═══ Text provided ═══

I remember chatting to Tony Bill about this and there really was a feeling that, actually, Denis didn’t give a shit one way or the other about what the cut was, what he really enjoyed was just messing with creative people’s heads. He just wanted to go in there and stir it up and have that control. But at the end, George came in and saved the day.’

  Wacks can only guess at why Harrison felt he needed to be on hand at that preview and not allow O’Brien to attend it alone. ‘My instinct is that George wanted to make this film, Denis didn’t. Denis had these fantasies of moving into the American market and George couldn’t be less interested, so he and Ray Cooper really were the cheerleaders for this film. I’d been in touch with Ray and told him how appalled I was by this whole procedure, so I imagine he communicated that to George and, because George was in LA, he personally attended that screening.’

  O’Brien’s dispassionate approach to the film also affected how Powwow Highway was treated upon release. It was shipped around to various distributors before Lorrimar picked it up. Lorrimar was then almost immediately bought by Warner Brothers, who ended up releasing Powwow Stateside in March 1989. It wasn’t an ideal situation for Wacks who’d have preferred a smaller independent distributor, someone who understood the ‘art-house’ market, a company like Miramax. Warners simply shoved Powwow out there with no publicity whatsoever, not caring if it lived or died, and Wacks’ film never found an audience, this despite the fact it had won the top award of The Filmmaker’s Trophy at that year’s Sundance Festival.

═══

### Goal A:
Print every line of the listing below without changes, leaving out the pictures.

═══ Given records ═══

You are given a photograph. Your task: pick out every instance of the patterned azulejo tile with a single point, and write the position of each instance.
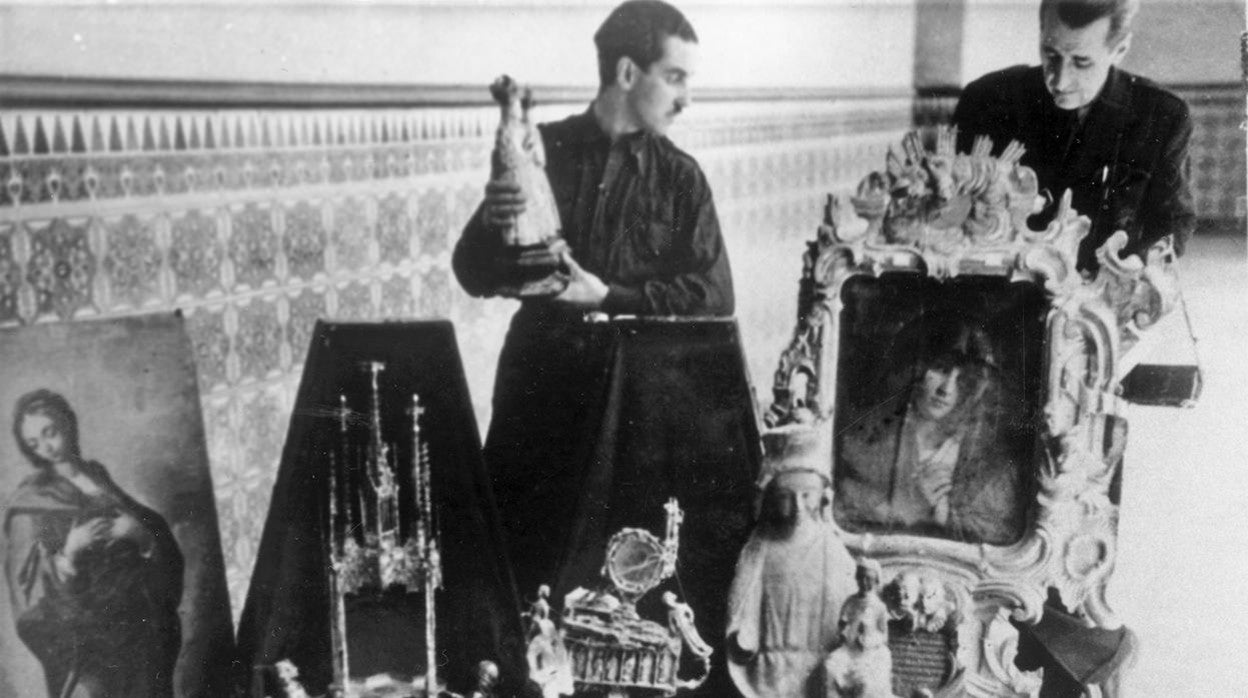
(433, 222)
(252, 246)
(10, 276)
(195, 254)
(132, 261)
(393, 230)
(355, 301)
(397, 297)
(352, 235)
(436, 294)
(258, 340)
(308, 306)
(305, 241)
(206, 327)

═══

### Goal B:
Output, word for word, the part of the Powwow Highway text that opens with the words containing "O’Brien’s dispassionate approach" and closes with "year’s Sundance Festival.".

### Full solution A:
You are given a photograph. Your task: pick out every instance of the patterned azulejo tile with a single point, and write the position of each instance.
(433, 222)
(252, 246)
(10, 276)
(195, 254)
(132, 261)
(393, 230)
(355, 301)
(397, 297)
(352, 235)
(436, 294)
(258, 340)
(308, 306)
(305, 241)
(206, 327)

### Full solution B:
O’Brien’s dispassionate approach to the film also affected how Powwow Highway was treated upon release. It was shipped around to various distributors before Lorrimar picked it up. Lorrimar was then almost immediately bought by Warner Brothers, who ended up releasing Powwow Stateside in March 1989. It wasn’t an ideal situation for Wacks who’d have preferred a smaller independent distributor, someone who understood the ‘art-house’ market, a company like Miramax. Warners simply shoved Powwow out there with no publicity whatsoever, not caring if it lived or died, and Wacks’ film never found an audience, this despite the fact it had won the top award of The Filmmaker’s Trophy at that year’s Sundance Festival.